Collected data

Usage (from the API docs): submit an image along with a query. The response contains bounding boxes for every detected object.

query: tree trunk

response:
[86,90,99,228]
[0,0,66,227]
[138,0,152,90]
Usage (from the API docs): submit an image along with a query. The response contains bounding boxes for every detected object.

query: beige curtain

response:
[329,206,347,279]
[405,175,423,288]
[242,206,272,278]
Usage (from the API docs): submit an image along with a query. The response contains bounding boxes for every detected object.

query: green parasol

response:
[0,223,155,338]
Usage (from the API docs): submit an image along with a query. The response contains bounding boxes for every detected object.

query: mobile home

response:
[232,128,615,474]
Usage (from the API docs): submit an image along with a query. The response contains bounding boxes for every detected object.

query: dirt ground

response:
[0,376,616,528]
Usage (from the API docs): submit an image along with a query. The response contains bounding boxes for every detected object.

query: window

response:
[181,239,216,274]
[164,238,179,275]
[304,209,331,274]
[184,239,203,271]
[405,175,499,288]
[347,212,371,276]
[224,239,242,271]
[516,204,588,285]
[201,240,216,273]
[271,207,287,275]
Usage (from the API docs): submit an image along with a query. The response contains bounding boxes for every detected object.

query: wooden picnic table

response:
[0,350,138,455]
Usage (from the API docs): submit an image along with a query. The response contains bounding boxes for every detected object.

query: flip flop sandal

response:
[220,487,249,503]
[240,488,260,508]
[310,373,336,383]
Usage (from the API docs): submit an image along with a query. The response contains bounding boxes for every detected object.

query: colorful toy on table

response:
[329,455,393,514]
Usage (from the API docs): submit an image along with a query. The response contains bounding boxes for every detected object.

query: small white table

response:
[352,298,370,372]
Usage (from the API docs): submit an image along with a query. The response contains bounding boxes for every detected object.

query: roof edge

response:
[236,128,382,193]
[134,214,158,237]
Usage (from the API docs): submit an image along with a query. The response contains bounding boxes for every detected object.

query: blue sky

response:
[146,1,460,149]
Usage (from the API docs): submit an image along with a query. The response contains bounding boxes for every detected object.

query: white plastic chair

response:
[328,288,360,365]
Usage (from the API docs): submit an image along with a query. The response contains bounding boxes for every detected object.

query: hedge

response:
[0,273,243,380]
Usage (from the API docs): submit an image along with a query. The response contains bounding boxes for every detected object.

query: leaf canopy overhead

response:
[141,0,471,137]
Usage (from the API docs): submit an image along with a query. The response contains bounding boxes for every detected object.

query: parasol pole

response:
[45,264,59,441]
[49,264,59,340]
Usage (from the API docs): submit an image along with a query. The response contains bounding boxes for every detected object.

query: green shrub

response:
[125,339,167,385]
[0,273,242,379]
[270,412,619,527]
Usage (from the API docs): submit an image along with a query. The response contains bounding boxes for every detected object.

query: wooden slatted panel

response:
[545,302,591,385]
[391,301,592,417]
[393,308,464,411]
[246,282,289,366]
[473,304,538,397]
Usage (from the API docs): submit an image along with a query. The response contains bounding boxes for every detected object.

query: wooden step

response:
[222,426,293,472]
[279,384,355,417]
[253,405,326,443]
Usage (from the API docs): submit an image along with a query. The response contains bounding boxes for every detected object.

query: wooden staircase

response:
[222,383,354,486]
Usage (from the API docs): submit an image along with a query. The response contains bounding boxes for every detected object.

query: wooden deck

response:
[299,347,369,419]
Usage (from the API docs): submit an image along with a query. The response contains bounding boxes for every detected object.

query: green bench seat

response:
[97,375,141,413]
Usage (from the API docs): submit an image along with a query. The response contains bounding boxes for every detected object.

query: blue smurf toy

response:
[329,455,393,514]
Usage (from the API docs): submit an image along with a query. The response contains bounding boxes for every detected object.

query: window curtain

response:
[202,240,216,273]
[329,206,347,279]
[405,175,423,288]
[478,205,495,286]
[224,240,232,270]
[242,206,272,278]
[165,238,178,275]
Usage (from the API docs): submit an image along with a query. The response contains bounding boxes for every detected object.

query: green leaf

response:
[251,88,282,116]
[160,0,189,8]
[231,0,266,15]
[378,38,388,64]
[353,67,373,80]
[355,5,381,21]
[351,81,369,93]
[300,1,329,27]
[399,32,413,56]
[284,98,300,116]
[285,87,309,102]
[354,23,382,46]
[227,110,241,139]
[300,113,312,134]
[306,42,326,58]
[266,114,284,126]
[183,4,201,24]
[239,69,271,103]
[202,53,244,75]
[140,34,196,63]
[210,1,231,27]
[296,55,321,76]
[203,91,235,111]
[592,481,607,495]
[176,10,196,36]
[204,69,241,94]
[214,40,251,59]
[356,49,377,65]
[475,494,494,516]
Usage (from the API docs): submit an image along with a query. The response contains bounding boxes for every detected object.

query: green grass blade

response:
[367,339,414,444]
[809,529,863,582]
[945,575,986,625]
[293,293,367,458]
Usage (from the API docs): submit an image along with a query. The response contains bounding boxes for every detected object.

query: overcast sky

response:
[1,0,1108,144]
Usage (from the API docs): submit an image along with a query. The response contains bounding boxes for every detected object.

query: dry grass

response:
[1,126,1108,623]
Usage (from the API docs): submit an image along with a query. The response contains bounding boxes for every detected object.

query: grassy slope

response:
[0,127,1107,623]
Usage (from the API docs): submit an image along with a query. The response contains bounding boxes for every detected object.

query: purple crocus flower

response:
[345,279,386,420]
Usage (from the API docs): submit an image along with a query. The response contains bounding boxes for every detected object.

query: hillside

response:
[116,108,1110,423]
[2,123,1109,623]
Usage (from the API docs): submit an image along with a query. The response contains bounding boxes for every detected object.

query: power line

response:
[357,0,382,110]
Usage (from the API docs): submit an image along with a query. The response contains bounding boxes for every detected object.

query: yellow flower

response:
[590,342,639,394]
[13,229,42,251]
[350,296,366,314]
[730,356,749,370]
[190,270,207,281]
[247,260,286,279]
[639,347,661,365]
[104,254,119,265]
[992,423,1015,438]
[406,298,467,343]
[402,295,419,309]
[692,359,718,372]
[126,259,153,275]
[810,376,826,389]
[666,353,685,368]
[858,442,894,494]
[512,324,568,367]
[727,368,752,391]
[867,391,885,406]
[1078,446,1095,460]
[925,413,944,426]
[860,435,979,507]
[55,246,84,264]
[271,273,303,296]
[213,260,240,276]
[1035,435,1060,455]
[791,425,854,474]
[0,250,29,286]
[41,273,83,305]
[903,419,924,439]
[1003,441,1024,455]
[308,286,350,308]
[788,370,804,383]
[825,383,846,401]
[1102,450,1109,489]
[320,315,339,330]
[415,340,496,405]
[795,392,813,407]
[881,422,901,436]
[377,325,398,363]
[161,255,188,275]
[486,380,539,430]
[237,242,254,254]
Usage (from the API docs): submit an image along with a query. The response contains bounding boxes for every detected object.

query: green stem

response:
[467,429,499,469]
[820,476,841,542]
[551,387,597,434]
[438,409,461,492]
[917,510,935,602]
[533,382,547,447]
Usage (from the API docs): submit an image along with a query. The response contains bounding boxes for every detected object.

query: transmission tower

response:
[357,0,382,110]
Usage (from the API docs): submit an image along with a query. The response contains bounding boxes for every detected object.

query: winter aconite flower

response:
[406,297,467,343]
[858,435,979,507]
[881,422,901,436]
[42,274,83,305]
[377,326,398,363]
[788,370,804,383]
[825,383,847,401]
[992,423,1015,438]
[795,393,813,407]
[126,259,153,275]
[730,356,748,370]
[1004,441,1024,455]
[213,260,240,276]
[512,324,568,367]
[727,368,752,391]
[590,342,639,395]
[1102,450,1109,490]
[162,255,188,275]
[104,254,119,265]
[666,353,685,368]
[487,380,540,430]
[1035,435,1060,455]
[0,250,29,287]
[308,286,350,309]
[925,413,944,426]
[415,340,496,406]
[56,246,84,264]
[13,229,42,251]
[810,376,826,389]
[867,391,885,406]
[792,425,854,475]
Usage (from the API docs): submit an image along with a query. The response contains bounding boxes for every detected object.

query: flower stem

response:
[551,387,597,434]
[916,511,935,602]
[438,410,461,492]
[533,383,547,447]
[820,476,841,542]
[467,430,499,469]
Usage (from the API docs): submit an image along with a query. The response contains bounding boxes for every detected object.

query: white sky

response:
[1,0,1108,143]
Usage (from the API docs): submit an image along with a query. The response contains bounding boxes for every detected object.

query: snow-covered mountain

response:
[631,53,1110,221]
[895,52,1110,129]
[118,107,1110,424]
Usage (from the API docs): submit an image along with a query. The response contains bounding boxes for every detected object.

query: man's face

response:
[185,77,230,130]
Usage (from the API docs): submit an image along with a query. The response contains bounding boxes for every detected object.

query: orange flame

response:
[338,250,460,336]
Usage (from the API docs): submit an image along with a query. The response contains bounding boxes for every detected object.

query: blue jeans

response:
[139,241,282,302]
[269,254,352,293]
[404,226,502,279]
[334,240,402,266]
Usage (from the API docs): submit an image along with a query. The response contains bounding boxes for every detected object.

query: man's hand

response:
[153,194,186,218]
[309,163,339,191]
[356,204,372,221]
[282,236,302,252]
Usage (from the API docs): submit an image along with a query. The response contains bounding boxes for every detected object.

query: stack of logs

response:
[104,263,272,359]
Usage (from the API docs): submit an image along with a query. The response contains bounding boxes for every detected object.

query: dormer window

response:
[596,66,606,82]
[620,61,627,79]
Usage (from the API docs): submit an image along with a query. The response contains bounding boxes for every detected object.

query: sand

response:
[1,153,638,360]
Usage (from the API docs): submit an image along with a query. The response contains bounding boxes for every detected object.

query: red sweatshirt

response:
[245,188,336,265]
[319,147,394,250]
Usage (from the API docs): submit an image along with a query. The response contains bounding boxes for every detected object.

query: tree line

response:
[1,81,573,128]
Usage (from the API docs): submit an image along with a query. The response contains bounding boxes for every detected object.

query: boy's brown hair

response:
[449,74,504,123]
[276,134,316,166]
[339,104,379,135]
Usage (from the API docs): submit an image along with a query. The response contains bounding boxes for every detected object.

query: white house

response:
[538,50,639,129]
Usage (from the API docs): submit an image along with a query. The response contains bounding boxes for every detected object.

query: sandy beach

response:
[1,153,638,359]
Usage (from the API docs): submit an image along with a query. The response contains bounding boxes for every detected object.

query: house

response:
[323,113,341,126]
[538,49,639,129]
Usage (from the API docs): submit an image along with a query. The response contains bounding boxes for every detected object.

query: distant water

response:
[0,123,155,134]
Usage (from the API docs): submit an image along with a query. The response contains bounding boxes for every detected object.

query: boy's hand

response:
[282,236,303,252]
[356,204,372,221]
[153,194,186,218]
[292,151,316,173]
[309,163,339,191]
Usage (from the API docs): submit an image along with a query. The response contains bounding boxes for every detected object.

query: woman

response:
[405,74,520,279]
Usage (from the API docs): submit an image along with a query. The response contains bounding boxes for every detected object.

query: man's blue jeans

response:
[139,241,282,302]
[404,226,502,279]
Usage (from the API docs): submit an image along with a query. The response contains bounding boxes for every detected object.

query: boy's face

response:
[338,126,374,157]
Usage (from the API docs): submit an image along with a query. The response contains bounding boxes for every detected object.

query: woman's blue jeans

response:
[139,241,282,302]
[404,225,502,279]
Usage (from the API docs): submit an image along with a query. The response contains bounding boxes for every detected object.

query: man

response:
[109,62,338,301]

→ **ASSIGNMENT**
Both end lines included, restate word for word the lines above from the line with "query: white sky" to the line with "query: man's face", and nothing else.

→ **WRITTEN SOLUTION**
query: white sky

response:
[1,0,1108,143]
Usage (from the API docs): submit an image along with a query. The response contains bounding boxes for every detected object.

query: snow-covered mountain

response:
[631,53,1110,221]
[895,52,1110,129]
[118,107,1110,424]
Usage (from the API docs): submit an image along with a query. The response contains bounding boxes for every detected object.

query: man's face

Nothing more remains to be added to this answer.